[Records from a data source]

■ ■ ■

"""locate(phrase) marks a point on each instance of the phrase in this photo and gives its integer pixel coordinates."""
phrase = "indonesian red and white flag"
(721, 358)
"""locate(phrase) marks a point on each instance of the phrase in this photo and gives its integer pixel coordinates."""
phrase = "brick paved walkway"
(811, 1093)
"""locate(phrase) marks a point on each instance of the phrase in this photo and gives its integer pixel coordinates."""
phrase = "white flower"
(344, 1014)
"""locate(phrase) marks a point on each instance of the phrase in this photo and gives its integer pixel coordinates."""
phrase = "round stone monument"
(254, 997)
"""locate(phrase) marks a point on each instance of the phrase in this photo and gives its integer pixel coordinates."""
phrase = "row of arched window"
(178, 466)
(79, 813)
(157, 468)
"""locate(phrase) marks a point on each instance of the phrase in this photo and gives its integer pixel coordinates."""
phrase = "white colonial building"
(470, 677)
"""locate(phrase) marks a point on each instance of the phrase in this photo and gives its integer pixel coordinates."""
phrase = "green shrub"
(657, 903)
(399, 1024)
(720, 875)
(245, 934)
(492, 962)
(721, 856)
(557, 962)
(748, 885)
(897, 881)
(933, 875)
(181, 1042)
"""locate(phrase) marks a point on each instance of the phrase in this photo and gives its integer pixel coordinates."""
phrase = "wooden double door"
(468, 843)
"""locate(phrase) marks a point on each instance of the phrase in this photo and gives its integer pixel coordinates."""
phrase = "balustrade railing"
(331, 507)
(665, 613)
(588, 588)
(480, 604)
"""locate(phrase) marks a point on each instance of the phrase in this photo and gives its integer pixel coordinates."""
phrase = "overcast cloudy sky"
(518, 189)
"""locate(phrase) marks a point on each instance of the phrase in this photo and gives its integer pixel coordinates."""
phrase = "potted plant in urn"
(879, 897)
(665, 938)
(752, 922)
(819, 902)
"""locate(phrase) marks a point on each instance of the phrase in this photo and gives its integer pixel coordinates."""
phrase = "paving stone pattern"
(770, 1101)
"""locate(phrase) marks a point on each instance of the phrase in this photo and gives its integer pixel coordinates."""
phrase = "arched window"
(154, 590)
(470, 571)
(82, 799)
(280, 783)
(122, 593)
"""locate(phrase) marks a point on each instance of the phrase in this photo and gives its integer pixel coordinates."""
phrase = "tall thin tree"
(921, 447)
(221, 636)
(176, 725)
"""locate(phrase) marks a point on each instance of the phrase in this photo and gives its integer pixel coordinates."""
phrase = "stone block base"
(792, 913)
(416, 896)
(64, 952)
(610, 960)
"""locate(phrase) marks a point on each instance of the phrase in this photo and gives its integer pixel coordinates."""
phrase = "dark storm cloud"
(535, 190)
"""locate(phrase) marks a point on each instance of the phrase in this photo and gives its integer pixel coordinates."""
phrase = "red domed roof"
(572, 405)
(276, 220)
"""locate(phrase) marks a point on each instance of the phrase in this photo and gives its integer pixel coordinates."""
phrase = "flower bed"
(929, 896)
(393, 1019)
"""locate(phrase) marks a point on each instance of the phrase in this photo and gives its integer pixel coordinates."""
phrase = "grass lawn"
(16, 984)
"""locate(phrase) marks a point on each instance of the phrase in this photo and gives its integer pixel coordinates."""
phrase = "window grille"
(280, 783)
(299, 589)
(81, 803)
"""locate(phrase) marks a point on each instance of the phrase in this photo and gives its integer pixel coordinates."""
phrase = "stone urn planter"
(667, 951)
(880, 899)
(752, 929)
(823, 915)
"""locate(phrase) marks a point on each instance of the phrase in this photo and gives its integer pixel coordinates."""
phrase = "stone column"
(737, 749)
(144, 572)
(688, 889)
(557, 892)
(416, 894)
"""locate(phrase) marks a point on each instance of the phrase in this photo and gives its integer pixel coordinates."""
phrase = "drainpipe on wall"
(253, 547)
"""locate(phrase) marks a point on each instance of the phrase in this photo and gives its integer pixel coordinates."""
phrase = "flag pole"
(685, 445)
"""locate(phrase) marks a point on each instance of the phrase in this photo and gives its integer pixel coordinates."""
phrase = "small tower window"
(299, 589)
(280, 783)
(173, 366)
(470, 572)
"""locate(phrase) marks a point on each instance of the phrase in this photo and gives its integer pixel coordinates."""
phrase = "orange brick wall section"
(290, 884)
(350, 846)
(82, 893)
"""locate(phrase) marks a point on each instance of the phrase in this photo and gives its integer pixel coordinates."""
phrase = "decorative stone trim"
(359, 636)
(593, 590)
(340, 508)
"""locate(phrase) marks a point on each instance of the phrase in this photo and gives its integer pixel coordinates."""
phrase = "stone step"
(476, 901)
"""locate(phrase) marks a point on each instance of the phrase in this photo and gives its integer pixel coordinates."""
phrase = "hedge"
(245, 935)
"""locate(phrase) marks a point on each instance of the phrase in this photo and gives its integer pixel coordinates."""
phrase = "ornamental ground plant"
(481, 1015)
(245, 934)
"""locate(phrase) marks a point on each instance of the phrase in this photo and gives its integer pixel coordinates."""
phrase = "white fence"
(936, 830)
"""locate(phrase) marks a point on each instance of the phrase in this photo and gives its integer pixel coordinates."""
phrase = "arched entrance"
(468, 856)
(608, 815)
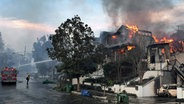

■ ■ ■

## WHAT YOU NEED TO DO
Please copy out the lines from the very first one through the line that contains "(811, 1093)", shifting every coordinate by -81.

## WRITTEN ANSWER
"""locate(phrase) marks a point on each instance of the phrase in this photo and gives its integer pixel coordinates."""
phrase = "indonesian red and white flag"
(640, 277)
"""locate(phrase) marks a point on each instance of the phrase in this photo and gives its integer pixel coordinates."""
phrase = "brick paved walkway"
(730, 1012)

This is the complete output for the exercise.